— Aangeleverde tekst —
● ● ● ● ●
Bij uitspraak van 18 januari 2013 (ECLI:NL:CBB:2013:BZ3253) heeft het College beslist op een aantal andere beroepen van appellante tegen verschillende besluiten van verweerders, genomen in het kader van de (handhaving) van de Winkeltijdenwet. In deze uitspraak heeft het College overwogen dat verweerders op 12 juli 2011 hebben besloten de aan Albert Heijn bij besluit van 20 april 2011 op grond van de Winkeltijdenwet verleende ontheffing voor de periode 1 januari 2011 tot en met 31 december 2012 in te trekken en dat het besluit van 12 juli 2011 een besluit is in de zin van artikel 1:3, eerste lid, van de Algemene wet bestuursrecht (Awb). Het College heeft voorts op grond van de in rechtsoverweging 2.6 van de uitspraak genoemde overwegingen geoordeeld dat het besluit van 12 juli 2011 met de brief van 21 december 2011 niet op de in artikel 3:41 Awb voorgeschreven wijze - door toezending aan appellante - is bekendgemaakt. Het College heeft hieruit geconcludeerd dat Albert Heijn per 1 januari 2012 nog in het bezit was van een ontheffing op grond van de Winkeltijdenwet, zodat verweerders ten onrechte een preventieve last onder dwangsom hebben opgelegd ter zake van de openstelling van haar winkel op de zondagen 1 en 8 januari 2012.
3.
In het kader van de beoordeling van het thans voorliggende beroep ziet het College geen grond anders te oordelen over de bekendmaking van het besluit van 12 juli 2012 in verband met de brief van verweerders van 21 december 2011 dan in de uitspraak van 18 januari 2013. Het College neemt daartoe de in rechtsoverweging 2.6 van die uitspraak genoemde overwegingen hier over. Dit betekent dat verweerders in het bestreden besluit ten onrechte hebben aangenomen dat de termijn voor het maken van bezwaar tegen het intrekkingsbesluit is aangevangen op 24 december 2011 en is geëindigd op 6 februari 2012.
4.
● ● ● ● ●
— Wat te doen —
Schrijf uit de aangeleverde tekst alles van "In het kader van de beoordeling" tot en met "6 februari 2012." over en vervang daarin elke keer "verweerders" door "de verwerende partijen".

— Gegevensdeel —
● ● ● ● ●
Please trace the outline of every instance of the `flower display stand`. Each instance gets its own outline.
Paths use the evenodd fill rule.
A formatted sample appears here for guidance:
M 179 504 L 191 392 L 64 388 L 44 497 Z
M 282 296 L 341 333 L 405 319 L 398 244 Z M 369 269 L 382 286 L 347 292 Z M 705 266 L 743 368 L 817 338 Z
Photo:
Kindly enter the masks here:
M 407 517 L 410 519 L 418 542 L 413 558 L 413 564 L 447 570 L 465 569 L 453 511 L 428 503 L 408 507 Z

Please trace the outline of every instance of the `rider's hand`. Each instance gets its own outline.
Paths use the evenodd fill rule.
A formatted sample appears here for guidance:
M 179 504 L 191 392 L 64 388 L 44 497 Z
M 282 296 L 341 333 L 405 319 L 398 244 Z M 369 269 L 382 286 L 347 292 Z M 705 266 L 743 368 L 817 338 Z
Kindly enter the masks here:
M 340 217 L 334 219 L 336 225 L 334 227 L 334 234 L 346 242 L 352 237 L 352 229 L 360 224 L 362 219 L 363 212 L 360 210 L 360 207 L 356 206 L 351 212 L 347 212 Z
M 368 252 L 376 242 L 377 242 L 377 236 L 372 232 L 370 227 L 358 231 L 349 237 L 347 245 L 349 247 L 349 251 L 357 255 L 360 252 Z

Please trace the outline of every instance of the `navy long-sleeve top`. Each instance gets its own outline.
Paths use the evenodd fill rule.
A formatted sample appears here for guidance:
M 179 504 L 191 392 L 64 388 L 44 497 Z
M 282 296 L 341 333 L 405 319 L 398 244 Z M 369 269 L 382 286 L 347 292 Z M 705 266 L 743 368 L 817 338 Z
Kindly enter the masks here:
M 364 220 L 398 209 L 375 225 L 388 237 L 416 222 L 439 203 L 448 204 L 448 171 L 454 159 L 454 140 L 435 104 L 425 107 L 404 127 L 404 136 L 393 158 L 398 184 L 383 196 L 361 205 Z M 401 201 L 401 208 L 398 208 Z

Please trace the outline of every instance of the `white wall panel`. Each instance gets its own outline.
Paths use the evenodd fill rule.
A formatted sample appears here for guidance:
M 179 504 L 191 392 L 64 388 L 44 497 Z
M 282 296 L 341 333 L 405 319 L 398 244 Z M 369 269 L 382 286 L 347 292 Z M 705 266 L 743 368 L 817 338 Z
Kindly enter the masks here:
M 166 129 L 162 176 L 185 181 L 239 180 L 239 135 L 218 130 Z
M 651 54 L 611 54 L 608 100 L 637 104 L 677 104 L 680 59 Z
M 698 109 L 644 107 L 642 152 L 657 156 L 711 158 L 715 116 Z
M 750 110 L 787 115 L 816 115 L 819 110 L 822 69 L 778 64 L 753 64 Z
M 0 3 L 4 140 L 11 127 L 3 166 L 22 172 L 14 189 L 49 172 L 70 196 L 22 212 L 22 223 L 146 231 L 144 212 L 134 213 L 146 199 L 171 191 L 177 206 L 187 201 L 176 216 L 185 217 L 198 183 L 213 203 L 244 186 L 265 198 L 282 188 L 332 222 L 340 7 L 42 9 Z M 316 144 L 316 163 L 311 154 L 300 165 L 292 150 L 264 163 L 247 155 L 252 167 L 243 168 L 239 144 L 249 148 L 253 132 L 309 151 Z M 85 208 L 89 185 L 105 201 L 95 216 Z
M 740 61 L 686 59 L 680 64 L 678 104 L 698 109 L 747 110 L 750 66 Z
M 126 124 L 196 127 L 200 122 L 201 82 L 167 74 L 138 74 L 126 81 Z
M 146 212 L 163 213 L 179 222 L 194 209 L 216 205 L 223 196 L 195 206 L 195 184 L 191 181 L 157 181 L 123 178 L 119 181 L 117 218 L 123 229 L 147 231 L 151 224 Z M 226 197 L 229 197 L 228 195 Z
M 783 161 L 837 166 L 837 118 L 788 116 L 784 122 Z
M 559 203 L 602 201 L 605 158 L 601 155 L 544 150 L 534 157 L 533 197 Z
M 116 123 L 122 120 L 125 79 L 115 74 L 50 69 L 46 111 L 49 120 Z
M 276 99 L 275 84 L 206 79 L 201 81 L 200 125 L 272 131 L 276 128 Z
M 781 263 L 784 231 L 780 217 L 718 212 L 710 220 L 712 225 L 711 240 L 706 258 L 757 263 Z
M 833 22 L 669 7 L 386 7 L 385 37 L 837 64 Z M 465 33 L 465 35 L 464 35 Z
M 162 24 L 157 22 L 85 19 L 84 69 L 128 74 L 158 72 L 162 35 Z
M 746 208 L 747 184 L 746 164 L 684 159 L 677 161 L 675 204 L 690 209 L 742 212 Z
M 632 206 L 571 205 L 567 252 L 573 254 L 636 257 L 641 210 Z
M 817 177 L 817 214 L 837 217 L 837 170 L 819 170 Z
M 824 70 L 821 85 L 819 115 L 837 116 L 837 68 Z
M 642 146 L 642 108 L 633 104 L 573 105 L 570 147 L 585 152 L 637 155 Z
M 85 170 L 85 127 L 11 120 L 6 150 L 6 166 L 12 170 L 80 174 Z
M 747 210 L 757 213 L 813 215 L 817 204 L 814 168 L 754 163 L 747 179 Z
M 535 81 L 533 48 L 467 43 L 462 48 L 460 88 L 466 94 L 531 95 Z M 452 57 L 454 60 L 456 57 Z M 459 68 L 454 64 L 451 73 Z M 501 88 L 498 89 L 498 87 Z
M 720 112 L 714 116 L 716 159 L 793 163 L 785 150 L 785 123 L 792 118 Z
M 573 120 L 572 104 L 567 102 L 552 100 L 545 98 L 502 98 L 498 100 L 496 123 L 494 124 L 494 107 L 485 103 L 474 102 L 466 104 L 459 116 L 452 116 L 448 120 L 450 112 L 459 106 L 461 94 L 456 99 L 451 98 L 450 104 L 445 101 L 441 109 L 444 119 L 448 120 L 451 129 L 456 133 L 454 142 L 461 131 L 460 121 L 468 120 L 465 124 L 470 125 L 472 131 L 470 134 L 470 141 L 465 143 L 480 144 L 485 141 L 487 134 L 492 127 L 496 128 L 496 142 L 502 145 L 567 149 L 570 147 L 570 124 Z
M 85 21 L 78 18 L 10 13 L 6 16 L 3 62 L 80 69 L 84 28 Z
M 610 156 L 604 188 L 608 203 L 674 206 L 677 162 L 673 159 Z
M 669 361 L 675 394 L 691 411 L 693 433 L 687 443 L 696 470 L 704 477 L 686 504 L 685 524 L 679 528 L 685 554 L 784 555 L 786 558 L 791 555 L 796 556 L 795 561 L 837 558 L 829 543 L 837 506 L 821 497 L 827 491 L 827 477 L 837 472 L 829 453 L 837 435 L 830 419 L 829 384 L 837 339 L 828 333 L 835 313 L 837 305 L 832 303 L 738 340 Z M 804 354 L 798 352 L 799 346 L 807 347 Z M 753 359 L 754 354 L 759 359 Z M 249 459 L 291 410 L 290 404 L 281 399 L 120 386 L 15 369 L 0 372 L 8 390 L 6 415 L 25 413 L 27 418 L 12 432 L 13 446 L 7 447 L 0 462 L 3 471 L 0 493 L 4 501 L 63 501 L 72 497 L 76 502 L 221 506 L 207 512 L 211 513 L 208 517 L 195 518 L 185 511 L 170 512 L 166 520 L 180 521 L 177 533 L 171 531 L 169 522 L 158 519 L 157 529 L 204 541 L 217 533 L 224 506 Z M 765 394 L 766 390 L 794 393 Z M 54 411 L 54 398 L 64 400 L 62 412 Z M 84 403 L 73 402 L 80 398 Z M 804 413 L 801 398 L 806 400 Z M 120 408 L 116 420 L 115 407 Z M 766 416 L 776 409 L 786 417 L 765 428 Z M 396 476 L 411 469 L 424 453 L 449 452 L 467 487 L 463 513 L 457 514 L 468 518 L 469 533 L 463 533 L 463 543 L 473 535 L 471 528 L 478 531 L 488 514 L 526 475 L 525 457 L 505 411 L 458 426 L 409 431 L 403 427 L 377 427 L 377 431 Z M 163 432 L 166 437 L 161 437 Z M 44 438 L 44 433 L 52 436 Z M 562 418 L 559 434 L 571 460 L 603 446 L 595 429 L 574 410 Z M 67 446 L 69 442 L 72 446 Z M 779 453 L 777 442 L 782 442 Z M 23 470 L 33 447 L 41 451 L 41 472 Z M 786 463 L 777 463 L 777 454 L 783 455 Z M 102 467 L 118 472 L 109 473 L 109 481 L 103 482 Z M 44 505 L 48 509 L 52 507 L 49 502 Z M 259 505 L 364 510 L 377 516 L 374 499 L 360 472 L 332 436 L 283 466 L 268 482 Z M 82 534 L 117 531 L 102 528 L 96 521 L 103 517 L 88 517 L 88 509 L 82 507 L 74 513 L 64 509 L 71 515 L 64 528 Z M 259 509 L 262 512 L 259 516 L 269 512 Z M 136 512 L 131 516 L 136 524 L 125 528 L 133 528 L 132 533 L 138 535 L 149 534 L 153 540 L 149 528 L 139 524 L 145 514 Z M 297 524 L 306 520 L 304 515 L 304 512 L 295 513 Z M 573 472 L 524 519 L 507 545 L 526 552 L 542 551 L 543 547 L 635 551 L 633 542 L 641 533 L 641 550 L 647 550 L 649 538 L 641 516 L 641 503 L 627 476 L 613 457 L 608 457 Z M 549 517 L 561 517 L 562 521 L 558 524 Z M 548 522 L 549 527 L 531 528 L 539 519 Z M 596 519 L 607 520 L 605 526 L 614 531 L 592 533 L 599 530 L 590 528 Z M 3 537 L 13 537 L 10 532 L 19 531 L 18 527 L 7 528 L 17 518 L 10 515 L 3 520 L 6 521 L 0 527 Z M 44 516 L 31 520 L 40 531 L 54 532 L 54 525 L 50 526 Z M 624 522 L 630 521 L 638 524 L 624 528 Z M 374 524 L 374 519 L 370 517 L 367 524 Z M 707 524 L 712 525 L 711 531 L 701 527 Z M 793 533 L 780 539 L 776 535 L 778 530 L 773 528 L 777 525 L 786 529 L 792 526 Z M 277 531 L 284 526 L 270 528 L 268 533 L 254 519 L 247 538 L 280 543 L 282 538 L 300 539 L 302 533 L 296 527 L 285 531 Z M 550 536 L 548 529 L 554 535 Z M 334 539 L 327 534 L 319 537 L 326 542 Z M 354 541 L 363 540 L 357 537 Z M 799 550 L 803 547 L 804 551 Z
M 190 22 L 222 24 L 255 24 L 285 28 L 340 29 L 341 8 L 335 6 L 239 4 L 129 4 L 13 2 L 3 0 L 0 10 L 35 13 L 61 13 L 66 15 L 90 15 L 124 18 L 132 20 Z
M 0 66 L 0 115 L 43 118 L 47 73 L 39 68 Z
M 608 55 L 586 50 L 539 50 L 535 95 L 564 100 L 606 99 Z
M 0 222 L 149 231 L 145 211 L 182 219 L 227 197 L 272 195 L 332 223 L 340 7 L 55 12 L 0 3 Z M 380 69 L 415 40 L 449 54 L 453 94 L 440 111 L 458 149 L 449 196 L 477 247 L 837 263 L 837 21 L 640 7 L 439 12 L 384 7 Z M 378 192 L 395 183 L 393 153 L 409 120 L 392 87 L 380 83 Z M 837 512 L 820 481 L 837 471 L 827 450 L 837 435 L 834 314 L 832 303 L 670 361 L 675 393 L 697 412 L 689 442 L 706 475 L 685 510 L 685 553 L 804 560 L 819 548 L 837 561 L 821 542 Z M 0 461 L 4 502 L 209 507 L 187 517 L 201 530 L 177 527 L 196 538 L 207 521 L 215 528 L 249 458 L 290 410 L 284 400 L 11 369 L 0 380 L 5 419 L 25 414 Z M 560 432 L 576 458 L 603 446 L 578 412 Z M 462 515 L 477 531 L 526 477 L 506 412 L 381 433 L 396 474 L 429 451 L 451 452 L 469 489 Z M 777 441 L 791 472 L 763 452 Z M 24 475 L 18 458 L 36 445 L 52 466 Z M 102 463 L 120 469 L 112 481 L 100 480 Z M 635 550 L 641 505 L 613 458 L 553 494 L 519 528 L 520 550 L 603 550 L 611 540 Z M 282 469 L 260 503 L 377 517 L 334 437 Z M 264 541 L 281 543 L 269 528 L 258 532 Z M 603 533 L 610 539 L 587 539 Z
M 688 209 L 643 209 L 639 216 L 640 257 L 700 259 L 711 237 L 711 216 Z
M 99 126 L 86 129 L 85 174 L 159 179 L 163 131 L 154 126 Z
● ● ● ● ●
— Schriftelijk antwoord —
In het kader van de beoordeling van het thans voorliggende beroep ziet het College geen grond anders te oordelen over de bekendmaking van het besluit van 12 juli 2012 in verband met de brief van de verwerende partijen van 21 december 2011 dan in de uitspraak van 18 januari 2013. Het College neemt daartoe de in rechtsoverweging 2.6 van die uitspraak genoemde overwegingen hier over. Dit betekent dat de verwerende partijen in het bestreden besluit ten onrechte hebben aangenomen dat de termijn voor het maken van bezwaar tegen het intrekkingsbesluit is aangevangen op 24 december 2011 en is geëindigd op 6 februari 2012.